- Page extract
-- Opening Marker --
One pivotal moment in the first batch of episodes is the 18-year-old Holmes’ meeting with the 37-year-old Sunny Balwani (Naveen Andrews), the Pakistan-born tech millionaire who would become her friend, lover and company president. The other is when the bulldozing Holmes gets a Stanford professor to back her vision of a high-tech device that could run 70 different tests using a single drop of blood.
As the compellingly written and directed episodes unfold, it becomes clear that the transition from pie in the sky to outright fraud can be gradual when you’re telling lies in the service of something you believe will eventually work.
Screw ★★★
Britbox
British screenwriter Rob Williams is the prolific yet thoughtful fellow who recently gave us the knotty Scottish crime thriller The Victim and the transnational techno-thriller Suspicion (Apple TV+). He also wrote this oddball prison comedy-drama, which provides plenty of insights, dark humour and emotional truths – although its depiction of life on the wing does seem wildly fanciful.
At the centre of things are senior prison officer Leigh Henry (Nina Sosanya) and new recruit Rose Gill (Derry Girls star Jamie-Lee O’Donnell). Both of them have secrets. One of Leigh’s is the fact that she lives in the prison, sleeping in a spare cell (who knew there was such a thing?). Rose’s is that she’s not just there to work as a prison officer.
Arthritic old tropes find themselves pressed back into service as the series blends workplace comedy and policy critique, but the officers and prisoners are entertainingly colourful and brilliantly cast. Detectorists’ Laura Checkley is a particular delight as jaded officer Jackie, who retains a soft spot for the prisoners and a dry sense of humour. Worth a look.
More than This
Paramount+, from Friday
At first, this half-hour Australian series feels a bit like Euphoria with chamomile tea instead of crystal meth – though before too long high-schooler Charlotte (series creator Olivia Deeble) and her racially and sexually diverse classmates do find themselves exploring some rather dark territory. Health, drug and family problems add to the perennial challenges of adolescence, but optimism shines through as a cast of impressive young talents weave together an evocative and distinctly Australian snapshot of what it’s like to be a teenager these days.
-- Closing Marker --
- Problem set
**A)** In the TV reviews, who plays senior prison officer Leigh Henry in Screw?
**B)** Write the next part of the TV reviews, picking up after their final sentence.
The data that follows comes from a separate source unrelated to the TV reviews.

(Point localization data)
-- Opening Marker --
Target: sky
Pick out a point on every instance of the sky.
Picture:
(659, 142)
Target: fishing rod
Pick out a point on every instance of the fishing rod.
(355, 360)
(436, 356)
-- Closing Marker --
- Answer section
**A)** Nina Sosanya

**B)**
Counterpart
Stan
J.K. Simmons delivers two spellbinding performances in this gripping, retro-contemporary sci-fi spy thriller series. In a paranoid neo-Cold War Berlin, Simmons plays a man named Howard Silk, a lowly but conscientious civil servant whose job it is to pass coded messages between our world and an identical second Earth spun off by a secret Cold War experiment. When an assassin from the other world bursts into ours, with the other world’s Howard Silk in pursuit, things get complicated for both Silks. Great stuff.
The New Black
ChaiFlicks
The promo poster deliberately recalls Entourage, because our four Orthodox Jewish students studying at a strict live-in yeshiva in Jerusalem are similarly cocky, outgoing young gits. Well, except for the one geek, who can quote and argue the scriptures with savant-like exactitude but hasn’t managed to get a single second date out of the 34 that his marriage matchmaker has set up for him.
The perfectly cast leads and supporting players provide genuine chuckles and pathos, as well as fascinating insights into Jewish life.
The Silent Sea
Netflix
It’s hard to go a week these days without getting sucked into another tense and highly bingeable
Korean genre drama. This one finds the world caught in a catastrophic global drought, and the Korean space agency sending a mission to the moon to retrieve something from a base whose occupants mysteriously died years earlier. The astronauts don’t know what they’re looking for – though the fact that they have a retired astrobiologist aboard should have given them a clue. Beautifully drawn characters aid immersion.